### Instruction
Reproduce the material below, renaming "keypoint" to "marker" wherever it occurs and keeping everything else identical.

### Stored entries
==============================

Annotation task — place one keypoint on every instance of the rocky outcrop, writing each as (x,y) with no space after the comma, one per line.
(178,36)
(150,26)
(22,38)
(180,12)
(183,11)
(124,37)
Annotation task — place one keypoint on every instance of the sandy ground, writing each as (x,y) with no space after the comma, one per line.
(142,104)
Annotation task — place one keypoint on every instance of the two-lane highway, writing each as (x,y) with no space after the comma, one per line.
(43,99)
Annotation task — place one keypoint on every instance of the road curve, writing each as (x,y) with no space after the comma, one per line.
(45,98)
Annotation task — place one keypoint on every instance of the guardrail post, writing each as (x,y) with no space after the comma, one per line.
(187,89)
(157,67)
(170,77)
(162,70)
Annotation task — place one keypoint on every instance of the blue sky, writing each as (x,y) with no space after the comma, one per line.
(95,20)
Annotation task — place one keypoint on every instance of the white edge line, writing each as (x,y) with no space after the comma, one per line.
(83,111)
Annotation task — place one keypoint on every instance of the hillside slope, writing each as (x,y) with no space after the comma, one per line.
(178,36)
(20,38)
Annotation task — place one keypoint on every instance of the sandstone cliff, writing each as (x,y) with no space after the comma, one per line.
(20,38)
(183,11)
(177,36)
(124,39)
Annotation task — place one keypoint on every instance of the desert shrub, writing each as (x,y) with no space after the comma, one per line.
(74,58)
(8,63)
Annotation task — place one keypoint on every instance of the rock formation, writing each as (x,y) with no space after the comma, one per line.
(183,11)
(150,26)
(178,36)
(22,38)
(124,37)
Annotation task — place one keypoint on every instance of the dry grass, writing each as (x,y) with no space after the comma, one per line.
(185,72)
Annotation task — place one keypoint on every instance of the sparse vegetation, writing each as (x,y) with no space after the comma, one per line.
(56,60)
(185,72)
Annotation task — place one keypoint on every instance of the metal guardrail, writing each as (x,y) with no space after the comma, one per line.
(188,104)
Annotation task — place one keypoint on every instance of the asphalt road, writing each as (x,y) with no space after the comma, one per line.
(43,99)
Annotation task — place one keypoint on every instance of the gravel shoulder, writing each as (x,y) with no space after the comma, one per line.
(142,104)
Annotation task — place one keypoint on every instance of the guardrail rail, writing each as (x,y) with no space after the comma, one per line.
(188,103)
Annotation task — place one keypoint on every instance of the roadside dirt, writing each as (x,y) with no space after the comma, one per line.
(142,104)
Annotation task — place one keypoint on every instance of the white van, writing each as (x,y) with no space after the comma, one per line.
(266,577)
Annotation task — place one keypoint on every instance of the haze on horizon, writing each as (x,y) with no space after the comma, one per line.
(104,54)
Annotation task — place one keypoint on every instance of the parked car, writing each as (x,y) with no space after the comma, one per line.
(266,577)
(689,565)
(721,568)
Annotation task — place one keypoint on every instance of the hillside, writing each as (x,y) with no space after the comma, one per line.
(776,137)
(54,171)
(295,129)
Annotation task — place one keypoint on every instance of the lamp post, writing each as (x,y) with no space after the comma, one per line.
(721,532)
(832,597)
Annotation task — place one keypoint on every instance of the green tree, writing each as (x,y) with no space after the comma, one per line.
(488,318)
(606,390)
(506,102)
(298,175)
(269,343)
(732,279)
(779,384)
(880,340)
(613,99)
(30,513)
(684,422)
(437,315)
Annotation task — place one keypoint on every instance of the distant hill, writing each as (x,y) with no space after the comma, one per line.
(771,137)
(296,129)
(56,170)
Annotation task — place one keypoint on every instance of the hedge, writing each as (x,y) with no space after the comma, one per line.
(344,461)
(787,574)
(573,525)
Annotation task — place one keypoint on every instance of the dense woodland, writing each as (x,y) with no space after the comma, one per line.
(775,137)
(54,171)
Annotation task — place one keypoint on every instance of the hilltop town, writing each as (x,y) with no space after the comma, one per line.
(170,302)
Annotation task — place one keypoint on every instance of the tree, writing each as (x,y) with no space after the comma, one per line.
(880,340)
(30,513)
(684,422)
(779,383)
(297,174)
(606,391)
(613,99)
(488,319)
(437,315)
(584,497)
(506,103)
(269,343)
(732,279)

==============================

### Task solution
Annotation task — place one marker on every instance of the rocky outcrop, writing each as (x,y) with no space after the comma, one per line.
(178,36)
(150,26)
(22,38)
(180,12)
(183,11)
(124,37)
Annotation task — place one marker on every instance of the sandy ground, writing each as (x,y) with no space after the comma, one per line.
(142,104)
Annotation task — place one marker on every instance of the two-lane highway, writing each as (x,y) with no space after the comma, one per line.
(43,99)
Annotation task — place one marker on every instance of the road curve, writing each as (x,y) with no space after the comma, one per line.
(45,98)
Annotation task — place one marker on every instance of the guardrail post, writing each as (x,y) with no space after the comma, one per line.
(187,89)
(157,67)
(170,77)
(162,70)
Annotation task — place one marker on every instance of the blue sky, writing each as (x,y) with no space after the comma, one per line.
(95,20)
Annotation task — place one marker on every instance of the white edge line, writing each as (x,y) with no space after the comma, one per line.
(83,111)
Annotation task — place one marker on every instance of the hillside slope, writing each as (x,y) with no space after the comma, one per line.
(178,36)
(20,38)
Annotation task — place one marker on every instance of the sandstone cliff, writing each as (x,y) with no space after the comma, one per line.
(20,38)
(183,11)
(177,36)
(124,39)
Annotation task — place one marker on every instance of the desert shrub, writing each as (x,y) with no space after the comma, one per line.
(74,58)
(8,63)
Annotation task — place one marker on every instance of the rock formation, writing each as (x,y) with no space after the comma, one per line.
(183,11)
(150,26)
(178,36)
(22,38)
(124,37)
Annotation task — place one marker on every instance of the dry grass, writing each as (x,y) with no space after the comma, one per line.
(185,72)
Annotation task — place one marker on every instance of the sparse vegetation, writing each as (x,y) with no space after the comma, one per line.
(56,60)
(185,72)
Annotation task — place one marker on every instance of the metal guardrail, writing each as (x,y) with no space after the comma, one per line.
(188,104)
Annotation task — place one marker on every instance of the asphalt road, writing each as (x,y) with no space after the comma, one per line.
(43,99)
Annotation task — place one marker on every instance of the gravel shoulder, writing each as (x,y) with no space after the comma, one per line.
(142,104)
Annotation task — place one marker on every instance of the guardrail rail, writing each as (x,y) with no space after the comma, one per line.
(188,103)
Annotation task — place one marker on every instance of the roadside dirt, writing each as (x,y) with no space after the comma, one per line.
(142,104)
Annotation task — place one marker on every instance of the white van, writing each as (x,y) with no space after the comma, one per line.
(266,577)
Annotation task — place one marker on every instance of the haze on horizon, writing each as (x,y) with no space after the comma, one per line.
(104,54)
Annotation task — place one marker on every instance of the parked car, writing each as (x,y) with no space after the comma, one per line.
(266,577)
(689,565)
(721,568)
Annotation task — place one marker on every instance of the hillside, writing each as (x,y) with no space after the comma, one per line.
(776,137)
(54,171)
(295,129)
Annotation task — place one marker on every instance of the lamp post, writing each as (x,y) with no space after the comma, one per line.
(721,532)
(832,597)
Annotation task — place one marker on every instance of the green tree, writing each as (x,y) with no space after the comma, one per line.
(488,318)
(606,390)
(506,102)
(298,175)
(269,343)
(732,279)
(779,384)
(880,340)
(613,99)
(30,513)
(684,422)
(437,315)
Annotation task — place one marker on every instance of the distant hill, writing each as (x,y) with no space after the comma, one per line.
(771,137)
(296,129)
(56,170)
Annotation task — place one marker on every instance of the hedge, writing each as (x,y) with no space after the comma, one per line.
(344,461)
(787,574)
(573,525)
Annotation task — place one marker on every instance of the dense woodland, writing each as (x,y) with no space after the comma, one per line.
(775,137)
(54,171)
Annotation task — place one marker on every instance of the hilltop town, writing each as (x,y) with no space after the comma, one per line.
(170,302)
Annotation task — place one marker on every instance of the tree, writing each as (x,y) with no space after the comma, one per line.
(880,340)
(30,513)
(684,422)
(779,383)
(297,174)
(606,391)
(613,99)
(488,319)
(437,315)
(584,497)
(506,103)
(269,343)
(732,279)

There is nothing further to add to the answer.